> _What is expected_: Present each line of the material below as a row in a Markdown table with the columns "Row" and "Line," numbering the rows in order and omitting blank lines.

Dataset entries
▼▼▼

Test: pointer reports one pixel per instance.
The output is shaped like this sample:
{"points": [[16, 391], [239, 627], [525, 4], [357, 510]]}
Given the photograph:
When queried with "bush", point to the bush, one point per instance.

▲▲▲

> _Answer for the task_:
| Row | Line |
|---|---|
| 1 | Test: pointer reports one pixel per instance. |
| 2 | The output is shaped like this sample: |
| 3 | {"points": [[16, 391], [239, 627], [525, 4], [357, 510]]} |
| 4 | Given the photograph: |
| 5 | When queried with "bush", point to the bush, one point per instance. |